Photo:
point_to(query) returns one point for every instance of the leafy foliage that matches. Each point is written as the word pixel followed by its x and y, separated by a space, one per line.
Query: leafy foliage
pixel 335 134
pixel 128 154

= = = =

**Stated problem:** Swap every "leafy foliage" in the rows above for "green foliage", keeping all other text unchanged.

**Completed exercise:**
Photo:
point_to(query) returns one point for every instance of the green foliage that matches. Each point is written as the word pixel followed by its x and y, separated by a space, one per line.
Query: green foliage
pixel 335 134
pixel 128 154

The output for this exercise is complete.